- [AIM OF THE EXERCISE]:
Return every entry exactly.

- [RECORDS PROVIDED]:
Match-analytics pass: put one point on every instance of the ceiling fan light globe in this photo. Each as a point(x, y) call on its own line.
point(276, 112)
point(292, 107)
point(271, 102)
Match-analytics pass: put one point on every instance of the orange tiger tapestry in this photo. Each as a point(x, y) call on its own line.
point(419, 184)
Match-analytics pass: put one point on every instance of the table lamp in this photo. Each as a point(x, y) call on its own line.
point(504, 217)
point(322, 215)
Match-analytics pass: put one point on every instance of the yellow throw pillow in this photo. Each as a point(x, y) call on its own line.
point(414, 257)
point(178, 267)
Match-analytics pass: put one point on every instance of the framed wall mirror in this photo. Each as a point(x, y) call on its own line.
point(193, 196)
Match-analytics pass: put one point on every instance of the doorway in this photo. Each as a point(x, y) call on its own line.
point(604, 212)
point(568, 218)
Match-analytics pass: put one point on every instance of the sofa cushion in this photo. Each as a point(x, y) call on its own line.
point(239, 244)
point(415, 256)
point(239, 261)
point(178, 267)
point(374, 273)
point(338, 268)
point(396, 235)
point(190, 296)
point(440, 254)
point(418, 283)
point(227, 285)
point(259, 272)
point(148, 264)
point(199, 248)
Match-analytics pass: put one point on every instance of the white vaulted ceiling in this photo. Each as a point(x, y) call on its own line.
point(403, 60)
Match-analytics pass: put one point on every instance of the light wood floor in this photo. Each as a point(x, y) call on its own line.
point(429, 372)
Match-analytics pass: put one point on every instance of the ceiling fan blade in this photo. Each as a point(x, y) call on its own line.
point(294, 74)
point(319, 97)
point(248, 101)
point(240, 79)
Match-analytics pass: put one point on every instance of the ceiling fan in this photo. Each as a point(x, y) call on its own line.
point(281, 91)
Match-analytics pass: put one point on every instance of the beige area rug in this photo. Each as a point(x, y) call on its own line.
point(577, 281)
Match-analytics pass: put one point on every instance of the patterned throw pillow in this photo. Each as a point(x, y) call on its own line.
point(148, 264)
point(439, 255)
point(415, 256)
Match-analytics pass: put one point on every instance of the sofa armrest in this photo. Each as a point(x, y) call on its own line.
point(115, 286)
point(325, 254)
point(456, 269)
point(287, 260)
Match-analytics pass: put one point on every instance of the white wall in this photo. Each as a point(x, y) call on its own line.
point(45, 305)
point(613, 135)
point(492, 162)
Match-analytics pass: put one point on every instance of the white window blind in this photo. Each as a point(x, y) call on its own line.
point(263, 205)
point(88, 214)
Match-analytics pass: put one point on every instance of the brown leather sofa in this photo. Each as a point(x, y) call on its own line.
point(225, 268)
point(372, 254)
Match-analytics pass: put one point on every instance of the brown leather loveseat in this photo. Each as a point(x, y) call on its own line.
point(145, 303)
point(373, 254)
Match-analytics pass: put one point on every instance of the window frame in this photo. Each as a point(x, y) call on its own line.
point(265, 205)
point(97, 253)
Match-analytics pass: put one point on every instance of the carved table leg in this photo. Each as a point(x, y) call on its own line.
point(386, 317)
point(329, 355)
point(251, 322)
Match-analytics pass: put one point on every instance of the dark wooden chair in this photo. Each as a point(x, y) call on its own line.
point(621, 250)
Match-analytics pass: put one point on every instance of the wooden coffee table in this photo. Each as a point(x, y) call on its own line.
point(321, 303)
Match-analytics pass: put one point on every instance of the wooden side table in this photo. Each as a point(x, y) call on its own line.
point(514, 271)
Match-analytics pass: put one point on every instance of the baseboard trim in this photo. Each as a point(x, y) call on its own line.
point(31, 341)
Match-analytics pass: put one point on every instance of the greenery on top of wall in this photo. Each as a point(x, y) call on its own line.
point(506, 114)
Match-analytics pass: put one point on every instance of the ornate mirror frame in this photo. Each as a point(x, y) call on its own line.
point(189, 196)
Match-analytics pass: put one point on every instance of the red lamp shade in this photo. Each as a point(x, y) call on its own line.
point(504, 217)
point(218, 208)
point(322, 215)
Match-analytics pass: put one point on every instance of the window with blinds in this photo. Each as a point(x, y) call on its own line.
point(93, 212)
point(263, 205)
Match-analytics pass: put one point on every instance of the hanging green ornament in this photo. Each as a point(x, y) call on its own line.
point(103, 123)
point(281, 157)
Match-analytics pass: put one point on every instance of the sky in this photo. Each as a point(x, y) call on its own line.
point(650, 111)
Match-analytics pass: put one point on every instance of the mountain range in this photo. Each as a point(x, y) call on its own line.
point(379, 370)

- [WRITTEN ANSWER]:
Match-analytics pass: put one point on every instance of the ceiling fan light globe in this photo. Each as a point(x, y) call on its own line.
point(276, 112)
point(292, 107)
point(271, 102)
Match-analytics pass: put one point on every instance of the orange tiger tapestry in this photo. Each as a point(x, y) call on its own line.
point(419, 184)
Match-analytics pass: put one point on every instance of the table lamp in this photo. Each as a point(x, y) call on its own line.
point(504, 217)
point(322, 215)
Match-analytics pass: put one point on every instance of the yellow throw pillow in this photo. Each as a point(x, y) call on its own line.
point(414, 257)
point(178, 267)
Match-analytics pass: put one point on every instance of the framed wall mirror in this photo. Each as a point(x, y) call on its own line.
point(193, 196)
Match-analytics pass: put one point on every instance of the doorway in this photo. Each as a point(x, y) call on its own line.
point(604, 212)
point(568, 218)
Match-analytics pass: put one point on every instance of the sofa cushion in this photo. Each as a point(x, y) call on its own line.
point(239, 244)
point(415, 256)
point(239, 261)
point(178, 267)
point(374, 273)
point(338, 268)
point(396, 235)
point(190, 296)
point(440, 254)
point(418, 283)
point(227, 285)
point(259, 272)
point(148, 264)
point(199, 248)
Match-analytics pass: put one point on every instance of the white vaulted ceiling in this photo. Each as a point(x, y) call on its own line.
point(403, 60)
Match-analytics pass: put one point on every instance of the light wood floor in this photo. Each as a point(x, y) call on its own line.
point(429, 372)
Match-analytics pass: put one point on every instance of the ceiling fan blade in this photo. Each as a point(x, y) call on its own line.
point(294, 74)
point(319, 97)
point(248, 101)
point(240, 79)
Match-analytics pass: put one point on every instance of the ceiling fan in this photo. Each as a point(x, y) call on its own line.
point(281, 91)
Match-analytics pass: put one point on every instance of the beige area rug in this photo. Each as a point(x, y) call on its own line.
point(577, 281)
Match-analytics pass: put one point on every instance of the patterned throw pillow in this photo. Each as a point(x, y) call on its own line.
point(148, 264)
point(439, 255)
point(415, 256)
Match-analytics pass: put one point on every instance of the sofa armrest in this photo. Each as a point(x, y) call on its own line.
point(115, 286)
point(325, 254)
point(456, 269)
point(287, 260)
Match-analytics pass: put one point on every instance of the white wall in this photo. Each as a point(x, y) call on its own line.
point(45, 305)
point(613, 135)
point(492, 162)
Match-analytics pass: put one point on every instance of the white window blind in this photo. Each as a point(x, y) call on its own line.
point(263, 205)
point(88, 214)
Match-analytics pass: put one point on every instance of the brown leather sofa in this photo. Each as a point(x, y) call on its own line.
point(225, 268)
point(372, 254)
Match-analytics pass: put one point on every instance of the brown leather loveseat in this photo. Each as a point(x, y) call on its own line.
point(145, 303)
point(373, 254)
Match-analytics pass: put one point on every instance of the window frame in this photo. Each as a point(x, y) call on its own line.
point(265, 205)
point(97, 253)
Match-analytics pass: put one point on every instance of the carved table leg in this photo. Each as a point(x, y) call on its own line.
point(386, 317)
point(329, 355)
point(251, 322)
Match-analytics pass: put one point on every instance of the dark wooden chair in this photo. Each as a point(x, y) call on its own line.
point(621, 250)
Match-analytics pass: put one point on every instance of the wooden coffee table in this photo. Each as a point(x, y) call on its own line.
point(321, 303)
Match-analytics pass: put one point on every instance of the wooden side table in this photo. Each as a point(x, y) call on its own line.
point(514, 271)
Match-analytics pass: put one point on every instance of the baseboard trim in this photo. Each as a point(x, y) call on its own line.
point(31, 341)
Match-analytics pass: put one point on every instance of the greenery on top of wall in this photo. Each as a point(x, y) call on its own line.
point(506, 114)
Match-analytics pass: put one point on every instance of the ornate mirror frame in this photo. Each as a point(x, y) call on its own line.
point(189, 196)
Match-analytics pass: put one point on every instance of the red lamp shade in this photo. Each as a point(x, y) call on its own line.
point(504, 217)
point(218, 208)
point(322, 215)
Match-analytics pass: put one point on every instance of the window with blinds in this photo. Each as a point(x, y) call on its own line.
point(93, 212)
point(263, 205)
Match-analytics pass: put one point on every instance of the hanging green ornament in this photo. Each as a point(x, y) call on its own line.
point(103, 123)
point(281, 157)
Match-analytics pass: put one point on every instance of the sky in this photo. Each as a point(x, y) call on its own line.
point(650, 111)
Match-analytics pass: put one point on every instance of the mountain range in this photo. Each as a point(x, y) call on its own line.
point(379, 370)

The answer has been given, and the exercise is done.